- [SET EXERCISE]
Quote the full listing word for word.

·····

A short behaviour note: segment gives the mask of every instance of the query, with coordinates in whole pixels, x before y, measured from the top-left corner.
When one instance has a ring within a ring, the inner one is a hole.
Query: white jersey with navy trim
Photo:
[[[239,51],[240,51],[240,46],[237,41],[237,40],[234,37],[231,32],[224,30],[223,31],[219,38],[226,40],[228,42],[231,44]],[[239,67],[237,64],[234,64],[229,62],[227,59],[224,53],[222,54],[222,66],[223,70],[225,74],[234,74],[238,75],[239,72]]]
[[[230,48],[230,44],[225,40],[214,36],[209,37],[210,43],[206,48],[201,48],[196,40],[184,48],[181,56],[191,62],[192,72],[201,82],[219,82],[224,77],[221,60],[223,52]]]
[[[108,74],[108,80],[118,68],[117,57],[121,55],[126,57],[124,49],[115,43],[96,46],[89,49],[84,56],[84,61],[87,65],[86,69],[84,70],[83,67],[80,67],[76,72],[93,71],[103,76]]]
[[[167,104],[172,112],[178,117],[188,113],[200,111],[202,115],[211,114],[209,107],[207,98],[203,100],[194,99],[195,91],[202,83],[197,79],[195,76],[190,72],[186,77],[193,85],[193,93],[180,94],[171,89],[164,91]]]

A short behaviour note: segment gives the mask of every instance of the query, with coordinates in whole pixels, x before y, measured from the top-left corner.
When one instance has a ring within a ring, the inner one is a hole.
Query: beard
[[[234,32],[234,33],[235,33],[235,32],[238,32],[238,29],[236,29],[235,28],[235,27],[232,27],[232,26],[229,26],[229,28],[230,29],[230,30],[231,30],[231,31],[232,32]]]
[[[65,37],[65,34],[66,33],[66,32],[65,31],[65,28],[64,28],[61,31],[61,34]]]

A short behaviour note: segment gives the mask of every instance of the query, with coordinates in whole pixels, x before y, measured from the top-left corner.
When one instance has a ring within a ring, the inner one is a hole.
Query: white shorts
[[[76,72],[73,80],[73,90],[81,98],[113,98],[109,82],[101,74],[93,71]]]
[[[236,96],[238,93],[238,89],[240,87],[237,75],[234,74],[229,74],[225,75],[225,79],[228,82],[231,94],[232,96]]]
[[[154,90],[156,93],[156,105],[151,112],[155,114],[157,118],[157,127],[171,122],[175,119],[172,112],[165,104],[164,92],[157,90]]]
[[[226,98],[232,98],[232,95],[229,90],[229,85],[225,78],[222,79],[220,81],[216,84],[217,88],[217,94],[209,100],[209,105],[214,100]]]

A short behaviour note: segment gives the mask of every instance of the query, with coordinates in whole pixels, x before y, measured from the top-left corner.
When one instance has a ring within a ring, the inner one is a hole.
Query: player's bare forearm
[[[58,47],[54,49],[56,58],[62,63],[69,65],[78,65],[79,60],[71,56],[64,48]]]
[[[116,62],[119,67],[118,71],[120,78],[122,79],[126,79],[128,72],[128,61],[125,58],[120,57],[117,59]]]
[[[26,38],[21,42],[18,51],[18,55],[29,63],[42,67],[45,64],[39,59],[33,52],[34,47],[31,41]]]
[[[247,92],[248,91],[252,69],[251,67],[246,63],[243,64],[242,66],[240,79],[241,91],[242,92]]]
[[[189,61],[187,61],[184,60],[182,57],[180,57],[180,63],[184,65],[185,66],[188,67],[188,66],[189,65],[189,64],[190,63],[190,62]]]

·····

- [EXERCISE ANSWER]
A short behaviour note: segment gives the mask of every instance of the query, with coordinates in whole pixels, x before y, measured from the top-left corner.
When one instance has a ring within a ring, the inner one is a hole.
Query: white jersey with navy trim
Photo:
[[[239,51],[240,51],[240,46],[237,41],[237,40],[234,37],[231,32],[224,30],[223,31],[219,38],[226,40],[228,42],[231,44]],[[239,67],[237,64],[234,64],[229,62],[227,59],[224,53],[222,54],[222,66],[223,70],[225,74],[234,74],[238,75],[239,72]]]
[[[230,48],[230,44],[225,40],[214,36],[209,37],[210,43],[206,48],[201,48],[196,40],[184,48],[181,56],[191,62],[192,72],[201,82],[219,82],[224,77],[221,60],[223,52]]]
[[[108,74],[108,80],[118,68],[117,57],[121,55],[126,57],[124,49],[115,43],[96,46],[89,49],[84,56],[84,61],[87,65],[86,69],[84,70],[83,67],[80,67],[76,72],[93,71],[103,76]]]
[[[167,104],[172,112],[178,117],[188,113],[200,111],[202,115],[211,114],[209,107],[207,98],[203,100],[194,99],[195,91],[202,83],[197,79],[195,76],[190,72],[186,77],[193,85],[193,93],[180,94],[171,89],[164,91]]]

A short behaviour note: segment gives the mask of every instance of the query, with coordinates in whole pixels, x before y, measured from the top-left corner.
When one instance has a ring within a ring, the inner one is a hole.
Query: beard
[[[234,32],[234,33],[235,33],[235,32],[238,32],[238,29],[236,29],[235,28],[235,27],[232,27],[232,26],[229,26],[229,28],[230,29],[230,30],[231,30],[231,31],[232,32]]]
[[[65,37],[65,34],[66,33],[66,32],[65,31],[65,28],[64,28],[61,31],[61,34]]]

A short behaviour note: segment gives the mask of every instance of the query, with coordinates in whole pixels, x before y, measured from the top-left corner.
When one instance has a ring within a ring, the inner one is a hole.
Query: white shorts
[[[76,72],[73,80],[73,90],[81,98],[113,98],[109,82],[101,74],[93,71]]]
[[[236,96],[238,93],[238,89],[240,87],[237,75],[234,74],[229,74],[225,75],[225,79],[228,82],[231,94],[232,96]]]
[[[154,90],[156,93],[156,105],[151,112],[155,114],[157,118],[157,127],[171,122],[175,119],[172,112],[165,104],[164,92],[157,90]]]
[[[226,98],[232,98],[232,95],[229,90],[229,85],[225,78],[222,79],[220,81],[216,84],[217,88],[217,94],[209,100],[209,105],[214,100]]]

A short behaviour note: segment gives the mask of every instance of the query, with coordinates in whole pixels, x before y, measured from the top-left corner.
When one instance has a ring within a ring, the inner one is a hole.
Query: player's bare forearm
[[[58,47],[54,49],[56,58],[62,63],[69,65],[78,65],[79,60],[71,56],[64,48]]]
[[[116,62],[119,67],[118,71],[120,78],[122,79],[126,79],[128,72],[128,61],[125,58],[120,57],[117,59]]]
[[[26,38],[21,42],[18,51],[18,55],[29,63],[42,67],[45,64],[39,59],[33,52],[34,47],[31,41]]]
[[[247,92],[248,91],[252,69],[251,67],[246,63],[243,64],[242,66],[240,79],[241,91],[242,92]]]
[[[189,61],[187,61],[184,60],[182,57],[180,57],[180,63],[184,65],[185,66],[188,67],[188,66],[189,65],[189,64],[190,63],[190,62]]]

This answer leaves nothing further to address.